Every record below should be printed exactly as it appears.

_Material shown_
*-*-*

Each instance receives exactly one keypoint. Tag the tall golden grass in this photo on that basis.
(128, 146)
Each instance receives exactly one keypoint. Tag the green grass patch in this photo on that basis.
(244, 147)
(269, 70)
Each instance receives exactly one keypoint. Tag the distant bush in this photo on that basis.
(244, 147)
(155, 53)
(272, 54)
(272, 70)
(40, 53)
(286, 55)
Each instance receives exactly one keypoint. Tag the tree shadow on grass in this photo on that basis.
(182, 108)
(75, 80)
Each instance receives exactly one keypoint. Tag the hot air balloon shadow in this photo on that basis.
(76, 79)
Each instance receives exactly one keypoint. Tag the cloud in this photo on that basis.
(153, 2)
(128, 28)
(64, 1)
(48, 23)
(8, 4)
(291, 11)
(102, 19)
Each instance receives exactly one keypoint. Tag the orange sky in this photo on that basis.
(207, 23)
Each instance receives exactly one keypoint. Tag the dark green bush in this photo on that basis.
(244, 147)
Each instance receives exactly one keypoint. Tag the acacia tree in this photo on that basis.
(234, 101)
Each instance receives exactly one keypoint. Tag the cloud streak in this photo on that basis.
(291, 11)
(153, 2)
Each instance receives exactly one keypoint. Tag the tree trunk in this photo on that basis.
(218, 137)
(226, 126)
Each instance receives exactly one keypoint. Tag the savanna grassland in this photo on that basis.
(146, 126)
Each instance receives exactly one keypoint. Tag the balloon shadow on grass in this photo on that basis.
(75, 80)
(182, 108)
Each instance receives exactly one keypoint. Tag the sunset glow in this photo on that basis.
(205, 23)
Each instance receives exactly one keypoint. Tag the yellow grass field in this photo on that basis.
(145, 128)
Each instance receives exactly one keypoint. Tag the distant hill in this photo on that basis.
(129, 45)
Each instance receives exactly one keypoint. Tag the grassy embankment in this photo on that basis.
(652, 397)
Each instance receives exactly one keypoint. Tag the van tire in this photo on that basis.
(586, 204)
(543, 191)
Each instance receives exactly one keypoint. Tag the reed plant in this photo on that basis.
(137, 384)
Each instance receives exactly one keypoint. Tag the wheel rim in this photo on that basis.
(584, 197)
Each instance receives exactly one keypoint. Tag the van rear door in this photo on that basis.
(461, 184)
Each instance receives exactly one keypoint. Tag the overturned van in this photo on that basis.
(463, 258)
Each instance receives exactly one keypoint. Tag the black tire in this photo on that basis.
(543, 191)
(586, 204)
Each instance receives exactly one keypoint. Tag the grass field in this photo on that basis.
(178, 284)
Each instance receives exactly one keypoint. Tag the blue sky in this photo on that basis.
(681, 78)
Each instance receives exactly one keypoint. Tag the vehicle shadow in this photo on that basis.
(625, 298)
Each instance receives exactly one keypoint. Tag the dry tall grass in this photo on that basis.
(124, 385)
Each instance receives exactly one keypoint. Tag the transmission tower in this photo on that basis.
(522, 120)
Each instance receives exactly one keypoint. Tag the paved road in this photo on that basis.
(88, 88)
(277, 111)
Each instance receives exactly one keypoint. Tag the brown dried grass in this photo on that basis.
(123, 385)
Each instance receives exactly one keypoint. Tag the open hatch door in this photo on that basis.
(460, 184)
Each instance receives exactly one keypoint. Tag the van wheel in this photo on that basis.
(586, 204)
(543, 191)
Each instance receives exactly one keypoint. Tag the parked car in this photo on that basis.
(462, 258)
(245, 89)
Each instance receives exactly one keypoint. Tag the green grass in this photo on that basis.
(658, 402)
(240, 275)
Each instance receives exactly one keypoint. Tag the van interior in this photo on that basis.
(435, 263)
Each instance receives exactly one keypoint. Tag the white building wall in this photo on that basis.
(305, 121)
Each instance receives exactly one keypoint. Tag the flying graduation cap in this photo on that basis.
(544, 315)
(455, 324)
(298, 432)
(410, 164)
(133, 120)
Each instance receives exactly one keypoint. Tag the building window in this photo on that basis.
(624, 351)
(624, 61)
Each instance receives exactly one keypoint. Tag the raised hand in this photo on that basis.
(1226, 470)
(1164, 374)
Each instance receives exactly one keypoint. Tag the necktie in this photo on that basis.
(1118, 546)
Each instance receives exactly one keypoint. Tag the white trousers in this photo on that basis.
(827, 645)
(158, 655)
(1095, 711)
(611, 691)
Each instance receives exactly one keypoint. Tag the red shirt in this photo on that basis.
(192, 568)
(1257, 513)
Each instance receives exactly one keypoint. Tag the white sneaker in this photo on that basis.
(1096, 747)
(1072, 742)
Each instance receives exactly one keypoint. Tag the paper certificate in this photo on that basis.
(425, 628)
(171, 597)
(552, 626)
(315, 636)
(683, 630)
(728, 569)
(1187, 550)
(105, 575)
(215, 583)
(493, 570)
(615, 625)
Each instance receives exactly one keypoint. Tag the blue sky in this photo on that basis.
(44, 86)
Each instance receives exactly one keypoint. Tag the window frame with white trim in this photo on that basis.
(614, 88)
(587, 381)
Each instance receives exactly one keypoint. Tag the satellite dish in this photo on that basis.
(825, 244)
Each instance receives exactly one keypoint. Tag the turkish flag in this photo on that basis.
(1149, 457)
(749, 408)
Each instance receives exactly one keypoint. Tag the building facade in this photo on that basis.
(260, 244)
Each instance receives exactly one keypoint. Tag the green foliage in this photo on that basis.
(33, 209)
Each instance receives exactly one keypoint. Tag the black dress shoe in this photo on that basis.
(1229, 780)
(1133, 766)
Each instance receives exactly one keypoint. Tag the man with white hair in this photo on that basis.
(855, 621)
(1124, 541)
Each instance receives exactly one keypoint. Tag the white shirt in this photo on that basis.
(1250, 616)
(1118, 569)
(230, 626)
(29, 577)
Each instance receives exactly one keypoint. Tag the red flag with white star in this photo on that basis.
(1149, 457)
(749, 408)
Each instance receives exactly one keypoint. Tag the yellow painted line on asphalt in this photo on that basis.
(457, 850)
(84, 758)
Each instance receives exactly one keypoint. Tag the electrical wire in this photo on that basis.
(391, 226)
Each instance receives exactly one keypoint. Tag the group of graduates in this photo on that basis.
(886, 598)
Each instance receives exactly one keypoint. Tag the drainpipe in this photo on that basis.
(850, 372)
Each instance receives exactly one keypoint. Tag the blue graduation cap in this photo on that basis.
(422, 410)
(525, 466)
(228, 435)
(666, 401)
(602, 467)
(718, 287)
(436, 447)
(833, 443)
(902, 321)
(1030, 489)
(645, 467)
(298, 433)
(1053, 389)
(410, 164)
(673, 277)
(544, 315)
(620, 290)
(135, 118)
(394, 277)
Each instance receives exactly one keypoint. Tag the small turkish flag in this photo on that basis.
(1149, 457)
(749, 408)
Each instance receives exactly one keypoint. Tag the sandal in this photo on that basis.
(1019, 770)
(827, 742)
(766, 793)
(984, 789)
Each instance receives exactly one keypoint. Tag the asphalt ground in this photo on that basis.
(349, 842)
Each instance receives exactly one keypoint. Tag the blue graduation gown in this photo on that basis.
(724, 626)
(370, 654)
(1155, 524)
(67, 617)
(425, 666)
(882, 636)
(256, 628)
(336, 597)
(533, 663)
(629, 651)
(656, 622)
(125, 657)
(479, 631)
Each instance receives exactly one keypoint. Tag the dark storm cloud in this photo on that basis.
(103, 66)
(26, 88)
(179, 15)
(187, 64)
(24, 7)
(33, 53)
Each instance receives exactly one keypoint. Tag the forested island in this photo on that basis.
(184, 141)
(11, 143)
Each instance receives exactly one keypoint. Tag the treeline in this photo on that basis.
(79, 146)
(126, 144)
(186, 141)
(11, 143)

*-*-*

_Task answer_
Each instance receives exactly one keypoint. Tag the tall golden grass in this photo on that basis.
(128, 146)
Each instance receives exactly one keypoint. Tag the green grass patch in this photo on that basis.
(244, 147)
(269, 70)
Each instance receives exactly one keypoint. Tag the distant bush in this photo on that basis.
(244, 147)
(155, 53)
(272, 54)
(272, 70)
(40, 53)
(286, 55)
Each instance receives exactly one keypoint. Tag the tree shadow on grass in this photo on that basis.
(182, 108)
(75, 80)
Each instance receives exactly one keypoint. Tag the hot air balloon shadow in this photo on that basis.
(76, 79)
Each instance receives exactly one keypoint. Tag the cloud in this photo on that basis.
(153, 2)
(128, 28)
(64, 1)
(48, 23)
(8, 4)
(291, 11)
(102, 19)
Each instance receives exactly one keypoint. Tag the orange sky in this photo on that basis.
(207, 23)
Each instance receives exactly one keypoint. Tag the dark green bush in this photo on that basis.
(244, 147)
Each instance receives exactly one keypoint. Tag the acacia tree in this photo on that basis.
(234, 101)
Each instance receives exactly one keypoint. Tag the cloud streak in this photo on that basis.
(291, 11)
(153, 2)
Each instance receives exactly one keypoint. Tag the tree trunk in this photo on that basis.
(218, 137)
(226, 126)
Each instance receives exactly one keypoint. Tag the savanna grassland in this photo on that basis.
(146, 126)
Each instance receives exactly one keypoint. Tag the balloon shadow on grass in this photo on that basis.
(75, 80)
(182, 108)
Each instance receives exactly one keypoint. Tag the sunset glow in this photo on that basis.
(205, 23)
Each instance receives exactly one keypoint. Tag the yellow grass field in this photo on that basis.
(145, 128)
Each instance receives exactly one keypoint. Tag the distant hill in this photo on that basis.
(129, 45)
Each instance receives exactly one keypoint. Tag the grassy embankment in this photo on that basis.
(652, 397)
Each instance receives exactly one keypoint. Tag the van tire in this photo on that basis.
(586, 204)
(543, 191)
Each instance receives exactly one keypoint. Tag the reed plant in this photo on that basis.
(137, 384)
Each instance receives exactly one keypoint. Tag the wheel rim in this photo on that basis.
(584, 197)
Each instance receives exactly one keypoint. Tag the van rear door in this photo on that basis.
(461, 184)
Each instance receives exactly one keypoint. Tag the overturned van in this photo on that basis.
(463, 258)
Each instance receives exactly one keypoint. Tag the black tire in this photo on that basis.
(543, 191)
(586, 204)
Each instance receives exactly one keypoint. Tag the grass field in this photo on that basis.
(178, 284)
Each instance receives exactly one keypoint. Tag the blue sky in this photo on that basis.
(681, 78)
Each instance receives exactly one keypoint. Tag the vehicle shadow in this photo on that basis.
(625, 298)
Each instance receives exactly one keypoint. Tag the dry tall grass in this photo on that basis.
(124, 385)
Each instance receives exactly one keypoint. Tag the transmission tower in this photo on that basis.
(522, 120)
Each instance receives exactly one keypoint. Tag the paved road in this photo on that basis.
(88, 88)
(277, 111)
Each instance receives exactly one keypoint. Tag the brown dried grass in this photo on that basis.
(123, 385)
Each instance receives exactly one keypoint. Tag the open hatch door in this photo on that basis.
(460, 184)
Each instance receives exactly one keypoint. Tag the van wheel in this photo on that basis.
(586, 204)
(543, 191)
Each instance receives exactly one keypoint. Tag the parked car in this photo on that basis.
(462, 258)
(245, 89)
Each instance receives exactly one keypoint. Tag the green grass in this photo on that basis.
(658, 402)
(240, 275)
Each instance receives exactly one keypoint. Tag the van interior in this photo on that basis.
(435, 263)
Each instance receives exactly one keypoint. Tag the white building wall in this photo on that basis.
(305, 121)
Each instance receives exactly one keypoint. Tag the flying graduation cap in this photo on that basis.
(544, 315)
(455, 324)
(298, 432)
(410, 164)
(133, 120)
Each instance receives exactly one keypoint. Tag the building window in this photo on that basis.
(624, 351)
(624, 61)
Each instance receives exactly one keypoint. Tag the raised hand in this photo on that basis.
(1226, 470)
(1164, 374)
Each instance receives exactly one keypoint. Tag the necktie in this photo on that basis.
(1118, 546)
Each instance receives exactly one keypoint. Tag the white trousers in this photo on that basis.
(827, 645)
(158, 655)
(1095, 711)
(611, 691)
Each instance receives exactly one keypoint. Tag the red shirt in this photo on that basis.
(192, 568)
(1257, 513)
Each instance receives exactly one keypoint. Tag the white sneaker in this photo on that basis.
(1096, 747)
(1072, 742)
Each instance receives exactly one keypoint. Tag the paper certificate in this photo on that basis.
(425, 628)
(171, 597)
(552, 626)
(315, 636)
(683, 630)
(728, 569)
(1187, 550)
(105, 575)
(215, 583)
(493, 570)
(615, 625)
Each instance receives exactly one keypoint. Tag the blue sky in this photo on that basis.
(44, 86)
Each instance receives exactly one keypoint. Tag the window frame with white trim in this photo on that basis.
(614, 88)
(587, 381)
Each instance receives exactly one keypoint. Tag the satellite dish in this photo on that basis.
(825, 244)
Each instance receives exactly one keypoint. Tag the turkish flag in this photo on that basis.
(1149, 457)
(749, 408)
Each instance receives exactly one keypoint. Tag the building facade in this photo on that basis.
(260, 244)
Each instance receives exactly one keypoint. Tag the green foliage in this photo on that basis.
(33, 209)
Each instance receives exactly one keypoint. Tag the black dress shoe in this photo on that basis.
(1229, 780)
(1133, 766)
Each instance receives exactly one keypoint. Tag the man with white hair in this photo on that basis.
(855, 621)
(1124, 541)
Each instance receives exactly one keypoint. Tag the white shirt in this photo on that basis.
(1250, 616)
(1118, 569)
(230, 626)
(29, 577)
Each instance receives exactly one keypoint. Tag the red flag with white star in this photo on that basis.
(1149, 457)
(749, 408)
Each instance receives exactly one keypoint. Tag the yellow painted line on asphalt in this photo on that basis.
(457, 850)
(84, 758)
Each instance receives exactly one keypoint. Tag the electrical wire in this photo on that basis.
(391, 226)
Each instance receives exactly one keypoint. Tag the group of graduates in this photo on that basis.
(886, 598)
Each instance receives exactly one keypoint. Tag the drainpipe in this photo on that basis.
(850, 372)
Each instance receives exactly one keypoint. Tag the blue graduation cap in this photo on that basis.
(422, 410)
(525, 466)
(228, 435)
(666, 401)
(602, 467)
(718, 287)
(436, 447)
(833, 443)
(902, 321)
(1030, 489)
(645, 467)
(298, 433)
(1053, 389)
(410, 164)
(673, 277)
(544, 315)
(620, 290)
(135, 118)
(394, 277)
Each instance receives exactly one keypoint. Tag the small turkish flag in this photo on that basis.
(1149, 457)
(749, 408)
Each instance receives exactly one keypoint. Tag the sandal in this photo on that basis.
(1019, 770)
(827, 742)
(766, 793)
(984, 789)
Each instance receives exactly one keypoint. Tag the asphalt ground in this photo on that basis.
(349, 842)
Each instance receives exactly one keypoint. Tag the blue graduation gown in this photo on that basis.
(724, 626)
(370, 654)
(1155, 524)
(67, 617)
(425, 666)
(882, 636)
(256, 628)
(336, 597)
(533, 663)
(629, 651)
(656, 622)
(125, 657)
(479, 631)
Each instance receives exactly one keypoint. Tag the dark storm cloud in this photo on that basis.
(103, 66)
(26, 88)
(179, 15)
(187, 64)
(24, 7)
(33, 53)
Each instance receives exactly one keypoint. Tag the forested island in this photo on that basis.
(184, 141)
(11, 143)
Each instance receives exactly one keypoint. Tag the treeline in this photo on that basis.
(79, 146)
(126, 144)
(186, 141)
(11, 143)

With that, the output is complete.